[MATERIAL FOR THIS EXERCISE]
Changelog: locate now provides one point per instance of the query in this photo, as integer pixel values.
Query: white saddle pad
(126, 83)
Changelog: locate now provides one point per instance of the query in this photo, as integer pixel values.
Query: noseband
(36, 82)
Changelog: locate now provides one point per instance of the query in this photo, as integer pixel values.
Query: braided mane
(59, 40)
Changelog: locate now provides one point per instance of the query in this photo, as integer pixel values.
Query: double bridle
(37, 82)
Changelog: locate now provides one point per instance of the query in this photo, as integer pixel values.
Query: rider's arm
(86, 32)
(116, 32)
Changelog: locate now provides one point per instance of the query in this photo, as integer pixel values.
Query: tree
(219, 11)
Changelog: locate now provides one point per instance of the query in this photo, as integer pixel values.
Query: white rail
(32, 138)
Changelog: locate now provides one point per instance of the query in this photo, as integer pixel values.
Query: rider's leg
---
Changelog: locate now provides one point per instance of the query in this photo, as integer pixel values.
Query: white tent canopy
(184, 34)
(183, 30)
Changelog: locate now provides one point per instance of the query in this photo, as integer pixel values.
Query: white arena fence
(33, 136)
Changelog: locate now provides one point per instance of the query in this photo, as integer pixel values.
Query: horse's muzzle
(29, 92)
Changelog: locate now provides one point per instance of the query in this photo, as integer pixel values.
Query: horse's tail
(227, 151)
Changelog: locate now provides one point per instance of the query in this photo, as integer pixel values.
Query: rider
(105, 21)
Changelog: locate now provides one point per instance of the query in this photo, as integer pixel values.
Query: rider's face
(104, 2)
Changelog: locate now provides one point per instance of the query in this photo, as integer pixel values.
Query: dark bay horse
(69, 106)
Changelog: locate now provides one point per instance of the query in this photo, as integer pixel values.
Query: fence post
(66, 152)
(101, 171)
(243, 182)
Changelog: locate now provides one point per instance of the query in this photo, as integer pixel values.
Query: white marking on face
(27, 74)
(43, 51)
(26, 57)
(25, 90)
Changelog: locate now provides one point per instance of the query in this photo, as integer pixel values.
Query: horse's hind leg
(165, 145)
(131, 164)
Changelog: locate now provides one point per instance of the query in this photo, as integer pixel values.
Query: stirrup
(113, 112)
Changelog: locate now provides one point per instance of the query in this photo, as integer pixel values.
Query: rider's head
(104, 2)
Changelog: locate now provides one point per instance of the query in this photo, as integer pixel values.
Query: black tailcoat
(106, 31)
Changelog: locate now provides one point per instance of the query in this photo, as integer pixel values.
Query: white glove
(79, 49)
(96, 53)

[WORK REQUEST]
Copy the lines above exactly, beginning at the line that has "Query: tree" and stopping after the line that has "Query: rider's leg", and omit the rest.

[PROBLEM SOLUTION]
Query: tree
(219, 11)
Changelog: locate now provides one point per instance of the query in this photo, as integer pixel values.
Query: white rail
(32, 138)
Changelog: locate now provides one point per instance of the query in this photo, as integer pixel values.
Query: rider's leg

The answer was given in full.